Production Case Studies

Patterns in isolation are abstract. These four case studies assemble them into whole systems — each showing the architecture, the key decisions, and the trade-offs. They are illustrative blueprints, not prescriptions.

Case study 1 — Documentation assistant

Goal: let users ask natural-language questions against a large product documentation site.

Architecture: Simple Q&A RAG, with hybrid search and reranking.

Key decisions:

Chunking — split on document headings so chunks stay topically coherent; prepend the page title to each.
Hybrid search — docs are full of exact terms (API names, flags, error codes) that pure vector search misses.
Citations — every answer links its sources; users verify, and the team spots hallucinations.
“I don’t know” — when retrieval is weak, say so rather than guess.

Trade-offs: chose a strong model for accuracy over a cheaper one; reranking adds latency but sharply lifts answer quality. Lesson: most quality came from retrieval work — chunking and hybrid search — not from prompt wording.

Case study 2 — Customer support automation

Goal: resolve common support tickets automatically; escalate the rest.

Architecture: Routing plus RAG plus guarded actions.

Key decisions:

Routing first — not every ticket should hit the LLM; classification is cheap and keeps each path simple.
Actions are gated — refunds and account changes run as validated tool calls behind human approval; read-only by default.
Conservative escalation — low retrieval confidence escalates. A wrong answer costs more than a human-handled ticket.
Evaluation — a labeled ticket set scores accuracy and escalation rate.

> WHAT IS NEEDED:
Return the production case studies text word for word, in full.

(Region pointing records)

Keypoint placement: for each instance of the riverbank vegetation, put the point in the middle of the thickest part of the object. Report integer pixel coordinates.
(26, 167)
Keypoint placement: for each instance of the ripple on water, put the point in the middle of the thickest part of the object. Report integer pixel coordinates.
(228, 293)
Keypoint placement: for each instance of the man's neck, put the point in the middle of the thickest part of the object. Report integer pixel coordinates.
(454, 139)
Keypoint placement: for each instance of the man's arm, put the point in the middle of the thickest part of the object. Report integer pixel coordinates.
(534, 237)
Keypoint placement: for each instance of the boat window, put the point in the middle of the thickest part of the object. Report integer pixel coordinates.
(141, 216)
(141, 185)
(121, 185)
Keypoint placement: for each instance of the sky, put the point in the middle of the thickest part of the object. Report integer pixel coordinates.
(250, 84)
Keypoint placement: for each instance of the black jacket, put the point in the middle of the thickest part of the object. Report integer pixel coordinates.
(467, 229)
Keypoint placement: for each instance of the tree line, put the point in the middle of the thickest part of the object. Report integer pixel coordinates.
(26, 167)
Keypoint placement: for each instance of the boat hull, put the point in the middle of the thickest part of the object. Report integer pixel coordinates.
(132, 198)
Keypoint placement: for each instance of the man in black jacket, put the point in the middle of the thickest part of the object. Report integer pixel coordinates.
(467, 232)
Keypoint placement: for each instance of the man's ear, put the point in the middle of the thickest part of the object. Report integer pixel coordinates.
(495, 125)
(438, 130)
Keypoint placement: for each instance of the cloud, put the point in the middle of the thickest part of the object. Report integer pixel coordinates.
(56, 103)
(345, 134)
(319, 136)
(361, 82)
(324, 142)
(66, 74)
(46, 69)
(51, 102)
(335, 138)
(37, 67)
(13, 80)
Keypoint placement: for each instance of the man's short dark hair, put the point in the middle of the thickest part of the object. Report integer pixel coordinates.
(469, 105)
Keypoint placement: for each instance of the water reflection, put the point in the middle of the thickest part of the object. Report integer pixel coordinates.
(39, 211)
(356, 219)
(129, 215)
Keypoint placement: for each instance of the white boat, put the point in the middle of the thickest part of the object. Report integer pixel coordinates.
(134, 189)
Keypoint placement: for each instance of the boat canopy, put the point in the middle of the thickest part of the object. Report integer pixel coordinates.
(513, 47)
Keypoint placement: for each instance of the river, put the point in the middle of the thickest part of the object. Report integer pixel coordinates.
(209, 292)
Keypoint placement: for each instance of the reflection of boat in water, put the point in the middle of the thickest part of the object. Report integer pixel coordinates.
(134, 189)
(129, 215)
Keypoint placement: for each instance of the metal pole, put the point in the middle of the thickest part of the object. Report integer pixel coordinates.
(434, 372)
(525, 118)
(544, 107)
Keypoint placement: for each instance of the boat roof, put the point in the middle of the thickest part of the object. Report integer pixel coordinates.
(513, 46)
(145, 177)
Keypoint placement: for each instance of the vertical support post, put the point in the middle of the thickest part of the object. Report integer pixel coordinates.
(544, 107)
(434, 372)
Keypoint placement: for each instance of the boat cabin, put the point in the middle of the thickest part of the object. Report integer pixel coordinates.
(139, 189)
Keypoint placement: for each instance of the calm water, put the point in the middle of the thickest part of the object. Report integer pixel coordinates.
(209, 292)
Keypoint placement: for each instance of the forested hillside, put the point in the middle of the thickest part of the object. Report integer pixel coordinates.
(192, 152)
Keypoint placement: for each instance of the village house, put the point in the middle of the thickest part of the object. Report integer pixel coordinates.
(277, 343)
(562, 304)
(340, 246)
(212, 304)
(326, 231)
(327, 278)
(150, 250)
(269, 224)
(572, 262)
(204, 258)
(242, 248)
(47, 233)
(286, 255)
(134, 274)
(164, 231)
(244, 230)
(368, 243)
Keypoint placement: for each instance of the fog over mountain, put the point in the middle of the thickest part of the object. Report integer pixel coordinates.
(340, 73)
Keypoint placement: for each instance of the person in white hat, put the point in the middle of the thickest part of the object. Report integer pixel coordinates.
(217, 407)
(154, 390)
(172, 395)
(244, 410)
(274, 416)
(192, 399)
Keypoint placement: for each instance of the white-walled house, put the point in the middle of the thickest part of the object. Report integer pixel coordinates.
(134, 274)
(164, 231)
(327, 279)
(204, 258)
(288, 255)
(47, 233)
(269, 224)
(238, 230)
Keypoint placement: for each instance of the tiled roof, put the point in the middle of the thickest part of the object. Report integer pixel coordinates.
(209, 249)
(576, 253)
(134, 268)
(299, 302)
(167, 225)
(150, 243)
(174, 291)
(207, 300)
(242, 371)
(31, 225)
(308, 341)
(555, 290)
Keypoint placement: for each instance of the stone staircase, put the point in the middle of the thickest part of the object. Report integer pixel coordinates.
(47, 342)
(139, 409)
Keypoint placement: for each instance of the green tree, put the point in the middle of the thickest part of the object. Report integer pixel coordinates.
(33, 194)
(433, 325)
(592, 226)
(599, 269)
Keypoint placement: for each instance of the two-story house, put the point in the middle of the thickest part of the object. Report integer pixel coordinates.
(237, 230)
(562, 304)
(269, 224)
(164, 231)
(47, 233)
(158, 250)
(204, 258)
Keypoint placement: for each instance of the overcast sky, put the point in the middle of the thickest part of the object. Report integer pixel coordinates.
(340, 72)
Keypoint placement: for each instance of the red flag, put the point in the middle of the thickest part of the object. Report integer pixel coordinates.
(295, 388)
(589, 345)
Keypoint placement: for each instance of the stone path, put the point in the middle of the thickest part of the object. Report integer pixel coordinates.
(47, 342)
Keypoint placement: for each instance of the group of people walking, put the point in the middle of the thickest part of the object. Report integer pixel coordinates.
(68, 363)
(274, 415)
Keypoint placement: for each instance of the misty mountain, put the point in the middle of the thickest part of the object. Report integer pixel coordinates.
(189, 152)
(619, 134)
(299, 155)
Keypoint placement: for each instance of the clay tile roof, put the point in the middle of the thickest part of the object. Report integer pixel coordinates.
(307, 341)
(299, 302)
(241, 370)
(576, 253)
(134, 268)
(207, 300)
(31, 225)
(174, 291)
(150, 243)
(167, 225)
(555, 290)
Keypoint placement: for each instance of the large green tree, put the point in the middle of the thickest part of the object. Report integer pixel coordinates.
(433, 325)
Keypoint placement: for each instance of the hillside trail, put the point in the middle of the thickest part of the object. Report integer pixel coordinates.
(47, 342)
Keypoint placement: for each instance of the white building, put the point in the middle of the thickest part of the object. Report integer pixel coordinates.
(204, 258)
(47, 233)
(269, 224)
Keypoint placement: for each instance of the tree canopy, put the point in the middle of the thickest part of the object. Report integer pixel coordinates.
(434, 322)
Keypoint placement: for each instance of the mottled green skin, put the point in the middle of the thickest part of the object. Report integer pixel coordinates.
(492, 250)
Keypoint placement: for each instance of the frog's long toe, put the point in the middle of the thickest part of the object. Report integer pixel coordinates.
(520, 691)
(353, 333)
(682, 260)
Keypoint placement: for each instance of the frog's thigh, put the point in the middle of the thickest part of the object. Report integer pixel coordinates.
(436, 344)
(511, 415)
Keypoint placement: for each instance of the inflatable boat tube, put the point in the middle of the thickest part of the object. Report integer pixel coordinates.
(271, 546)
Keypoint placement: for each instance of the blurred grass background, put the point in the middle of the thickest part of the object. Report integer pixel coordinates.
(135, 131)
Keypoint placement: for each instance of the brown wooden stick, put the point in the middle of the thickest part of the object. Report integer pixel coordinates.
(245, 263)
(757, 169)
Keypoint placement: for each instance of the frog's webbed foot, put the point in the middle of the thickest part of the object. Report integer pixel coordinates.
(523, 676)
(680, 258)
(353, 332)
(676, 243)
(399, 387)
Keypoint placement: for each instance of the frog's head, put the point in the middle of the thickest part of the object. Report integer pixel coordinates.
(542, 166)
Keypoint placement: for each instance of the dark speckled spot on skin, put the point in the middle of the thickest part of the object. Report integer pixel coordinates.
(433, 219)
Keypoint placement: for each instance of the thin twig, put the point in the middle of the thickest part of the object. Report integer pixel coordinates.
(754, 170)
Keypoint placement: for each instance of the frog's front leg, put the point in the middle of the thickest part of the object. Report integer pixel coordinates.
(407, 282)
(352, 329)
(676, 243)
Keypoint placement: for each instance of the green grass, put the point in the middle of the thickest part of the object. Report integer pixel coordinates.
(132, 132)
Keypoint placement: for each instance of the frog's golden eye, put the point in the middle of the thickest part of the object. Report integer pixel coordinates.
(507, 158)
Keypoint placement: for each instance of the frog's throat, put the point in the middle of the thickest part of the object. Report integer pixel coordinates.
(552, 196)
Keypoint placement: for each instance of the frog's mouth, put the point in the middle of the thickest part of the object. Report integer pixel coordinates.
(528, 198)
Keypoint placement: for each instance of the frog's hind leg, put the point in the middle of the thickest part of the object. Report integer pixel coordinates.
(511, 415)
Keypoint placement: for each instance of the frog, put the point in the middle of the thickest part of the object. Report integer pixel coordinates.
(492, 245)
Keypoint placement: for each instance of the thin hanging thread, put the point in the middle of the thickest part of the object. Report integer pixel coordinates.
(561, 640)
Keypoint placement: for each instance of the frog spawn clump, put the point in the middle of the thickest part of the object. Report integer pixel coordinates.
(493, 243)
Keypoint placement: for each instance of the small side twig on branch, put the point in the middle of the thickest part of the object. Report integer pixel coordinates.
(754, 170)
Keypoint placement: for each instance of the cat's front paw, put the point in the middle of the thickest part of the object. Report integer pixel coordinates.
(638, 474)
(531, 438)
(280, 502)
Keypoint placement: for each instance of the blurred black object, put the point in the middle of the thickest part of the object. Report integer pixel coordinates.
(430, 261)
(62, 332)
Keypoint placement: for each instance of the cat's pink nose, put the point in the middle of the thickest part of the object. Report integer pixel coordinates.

> TASK ANSWER:
Production Case Studies

Patterns in isolation are abstract. These four case studies assemble them into whole systems — each showing the architecture, the key decisions, and the trade-offs. They are illustrative blueprints, not prescriptions.

Case study 1 — Documentation assistant

Goal: let users ask natural-language questions against a large product documentation site.

Architecture: Simple Q&A RAG, with hybrid search and reranking.

Key decisions:

Chunking — split on document headings so chunks stay topically coherent; prepend the page title to each.
Hybrid search — docs are full of exact terms (API names, flags, error codes) that pure vector search misses.
Citations — every answer links its sources; users verify, and the team spots hallucinations.
“I don’t know” — when retrieval is weak, say so rather than guess.

Trade-offs: chose a strong model for accuracy over a cheaper one; reranking adds latency but sharply lifts answer quality. Lesson: most quality came from retrieval work — chunking and hybrid search — not from prompt wording.

Case study 2 — Customer support automation

Goal: resolve common support tickets automatically; escalate the rest.

Architecture: Routing plus RAG plus guarded actions.

Key decisions:

Routing first — not every ticket should hit the LLM; classification is cheap and keeps each path simple.
Actions are gated — refunds and account changes run as validated tool calls behind human approval; read-only by default.
Conservative escalation — low retrieval confidence escalates. A wrong answer costs more than a human-handled ticket.
Evaluation — a labeled ticket set scores accuracy and escalation rate.